ACTIVITY
Using the biography of James ffolliott Darling, decide whether each statement below agrees with it. Answer yes or no for each, quoting the exact words of the biography that decide it.
1. Darling passed his final examinations at Trinity College Dublin.
2. Darling was granted a farm in Mutare in 1891.
3. Darling died at his residence in Dublin.

-------- PASSAGE --------

= James ffolliott Darling =

Irish trooper and naturalist

James Johnston ffolliott Darling (December 1859 - April 1929) was an Irish trooper and naturalist.

==Early life==
James ffolliott Darling was born in December 1859 in Blackrock, Dublin. His father was John Singleton Darling of Clonakilty, Manager of the National Bank of Ireland. James Darling studied to become a physician, though he failed his final examinations while studying at Trinity College Dublin.

==Career==
Darling emigrated to South Africa, serving in the Cape Mounted Riflemen from 1883 to 1886, after which he was a pharmacist in Kimberley, Northern Cape. Next, he became an assayer in Johannesburg. He was granted a farm in Mutare in 1891, which was called Darlington Farm. From 1895 - 1896, he was a miner at claims along the Mazowe River. He was a lieutenant in the Salisbury Field Force, through which he participated in the Mazowe Patrol.

==Later life and death==
After his retirement, he returned to Ireland and became a gentleman farmer. He became a member of the Dublin Zoological Society and the London Zoological Society, and was involved in the Shannon hydroelectric scheme. He died at "Hoop Hill", his residence in Lurgan, in April 1929 at the age of 69.

==Personal life==
Darling was married to Hilda Maxwell, and the couple had two sons. After his death, she married the entomologist Guy Anstruther Knox Marshall in 1933.

==Honors and awards==
Darling was awarded the British South Africa Company Medal with two clasps: Mashonaland 1890 and Rhodesia 1896. He was also awarded a medal for the Diamond Jubilee of Queen Victoria in 1897. He received the Jubilee Medal as one of twelve former members of the Pioneer Column chosen out of 200 applicants to participate in the Queen's parade.

Darling was also a naturalist and a scientific collector. He had several species named after him, including Darling's horseshoe bat (Rhinolophus darlingi), the Mashona mole-rat (Fukomys darlingi), the frog Amnirana darlingi, and the spider Solpugyla darlingii.

-------- PROVIDED MATERIAL --------

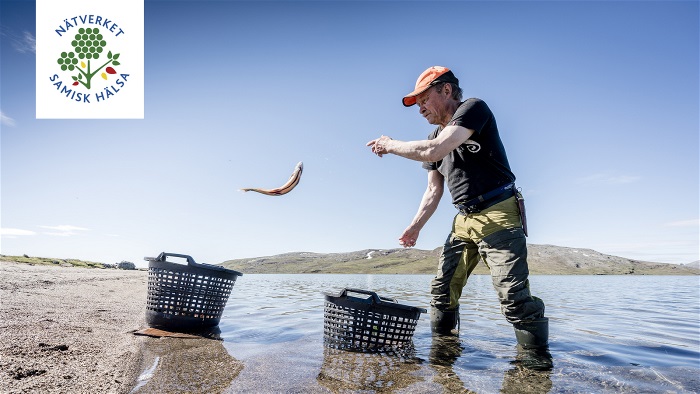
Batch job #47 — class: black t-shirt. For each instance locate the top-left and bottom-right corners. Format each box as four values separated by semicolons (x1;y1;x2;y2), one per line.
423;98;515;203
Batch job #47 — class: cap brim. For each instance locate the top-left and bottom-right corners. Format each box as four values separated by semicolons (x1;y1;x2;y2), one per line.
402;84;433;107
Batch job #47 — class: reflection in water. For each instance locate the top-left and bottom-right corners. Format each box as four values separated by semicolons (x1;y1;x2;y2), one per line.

--------
-------- PROVIDED MATERIAL --------

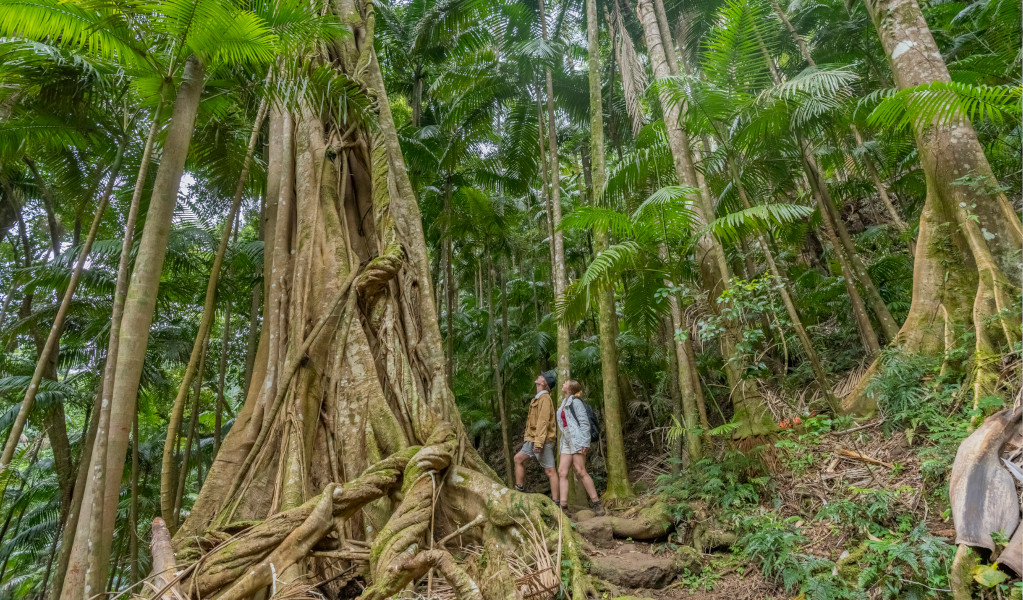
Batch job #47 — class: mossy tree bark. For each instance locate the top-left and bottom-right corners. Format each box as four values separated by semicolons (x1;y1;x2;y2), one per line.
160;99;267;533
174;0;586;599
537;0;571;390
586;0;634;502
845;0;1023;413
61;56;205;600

--------

SOLUTION FOR THIS TASK
1. No: "he failed his final examinations while studying at Trinity College Dublin."
2. Yes: "He was granted a farm in Mutare in 1891, which was called Darlington Farm."
3. No: "He died at "Hoop Hill", his residence in Lurgan, in April 1929 at the age of 69."